Search the data for lines holding the word "cleat". State how many there are, and nothing else.

TASK INPUT:
↓
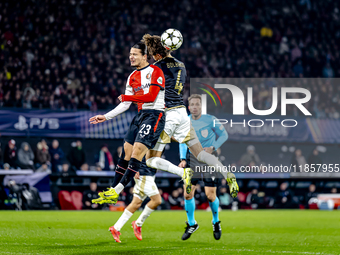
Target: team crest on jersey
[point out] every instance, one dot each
(160, 80)
(204, 133)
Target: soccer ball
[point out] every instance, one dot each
(171, 39)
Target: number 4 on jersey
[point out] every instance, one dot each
(179, 85)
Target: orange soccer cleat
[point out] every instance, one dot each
(137, 230)
(115, 233)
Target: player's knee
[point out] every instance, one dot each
(148, 162)
(157, 200)
(211, 196)
(188, 196)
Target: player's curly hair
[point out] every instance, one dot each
(153, 42)
(144, 48)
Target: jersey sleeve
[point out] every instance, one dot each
(183, 148)
(128, 88)
(220, 131)
(157, 78)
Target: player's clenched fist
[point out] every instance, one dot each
(97, 119)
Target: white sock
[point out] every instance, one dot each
(211, 160)
(119, 188)
(164, 165)
(145, 214)
(122, 220)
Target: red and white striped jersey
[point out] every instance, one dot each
(139, 82)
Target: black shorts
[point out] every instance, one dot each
(146, 127)
(209, 180)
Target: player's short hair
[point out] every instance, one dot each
(143, 47)
(154, 45)
(195, 96)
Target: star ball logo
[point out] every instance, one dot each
(239, 100)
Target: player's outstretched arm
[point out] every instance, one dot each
(97, 119)
(122, 107)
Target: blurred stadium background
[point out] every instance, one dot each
(64, 61)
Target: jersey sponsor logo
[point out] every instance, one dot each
(160, 80)
(204, 133)
(142, 87)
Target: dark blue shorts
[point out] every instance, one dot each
(209, 180)
(146, 127)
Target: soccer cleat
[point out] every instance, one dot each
(188, 173)
(102, 194)
(101, 201)
(115, 233)
(109, 195)
(137, 230)
(233, 186)
(189, 230)
(217, 230)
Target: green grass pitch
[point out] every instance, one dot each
(244, 232)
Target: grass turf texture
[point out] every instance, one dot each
(244, 232)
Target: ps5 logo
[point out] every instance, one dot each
(238, 100)
(40, 123)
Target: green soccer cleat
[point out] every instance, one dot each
(110, 195)
(188, 173)
(101, 201)
(233, 186)
(102, 194)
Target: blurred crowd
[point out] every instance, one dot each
(52, 159)
(68, 55)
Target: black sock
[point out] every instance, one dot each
(130, 171)
(120, 170)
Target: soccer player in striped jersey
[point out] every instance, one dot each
(145, 86)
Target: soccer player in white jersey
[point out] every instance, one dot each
(177, 125)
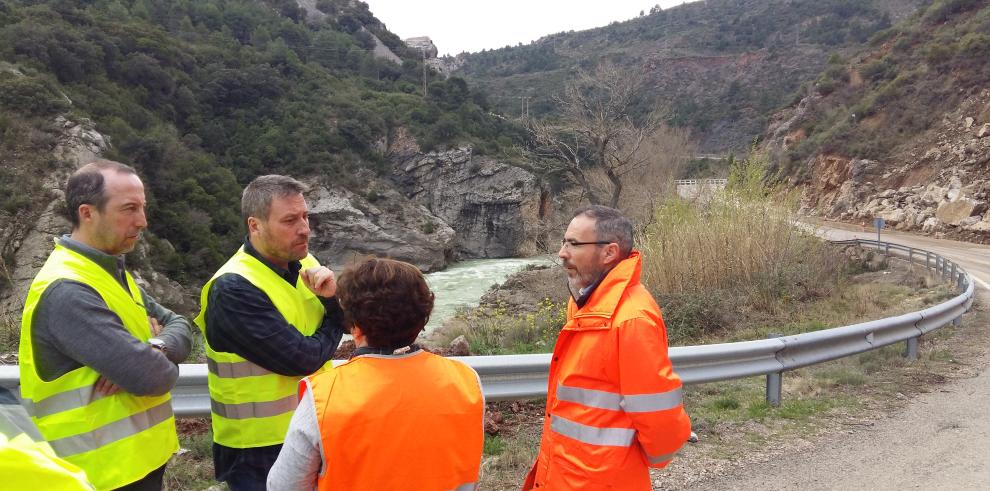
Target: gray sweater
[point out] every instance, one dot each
(72, 327)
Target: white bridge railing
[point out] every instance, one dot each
(525, 376)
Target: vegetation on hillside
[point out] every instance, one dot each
(204, 95)
(912, 74)
(720, 66)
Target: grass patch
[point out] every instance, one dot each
(193, 468)
(494, 445)
(493, 331)
(10, 332)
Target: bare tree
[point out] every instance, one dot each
(600, 141)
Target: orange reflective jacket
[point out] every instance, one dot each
(614, 402)
(410, 422)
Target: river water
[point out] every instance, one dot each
(462, 284)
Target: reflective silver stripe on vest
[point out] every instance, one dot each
(647, 403)
(111, 432)
(247, 410)
(63, 401)
(639, 403)
(660, 458)
(237, 369)
(615, 437)
(14, 422)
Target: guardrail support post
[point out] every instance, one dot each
(775, 381)
(911, 350)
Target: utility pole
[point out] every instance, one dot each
(423, 50)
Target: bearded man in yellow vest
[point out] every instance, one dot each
(269, 317)
(394, 416)
(96, 364)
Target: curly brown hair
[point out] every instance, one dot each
(388, 299)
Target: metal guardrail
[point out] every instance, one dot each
(525, 376)
(704, 182)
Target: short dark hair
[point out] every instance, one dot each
(610, 225)
(256, 201)
(87, 186)
(388, 299)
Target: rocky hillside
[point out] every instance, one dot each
(203, 96)
(719, 67)
(900, 130)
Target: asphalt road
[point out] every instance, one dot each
(940, 440)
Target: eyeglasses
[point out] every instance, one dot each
(567, 243)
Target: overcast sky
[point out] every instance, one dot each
(473, 25)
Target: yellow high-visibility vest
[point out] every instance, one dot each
(251, 406)
(116, 439)
(26, 461)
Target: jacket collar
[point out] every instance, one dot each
(606, 296)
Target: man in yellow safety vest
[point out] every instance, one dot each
(269, 317)
(98, 355)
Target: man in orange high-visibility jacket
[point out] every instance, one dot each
(613, 402)
(394, 416)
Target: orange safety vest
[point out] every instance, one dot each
(613, 401)
(410, 422)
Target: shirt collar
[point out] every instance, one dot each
(368, 350)
(290, 274)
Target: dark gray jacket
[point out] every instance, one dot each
(73, 327)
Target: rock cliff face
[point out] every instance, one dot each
↑
OUTPUT OF THE EXERCISE:
3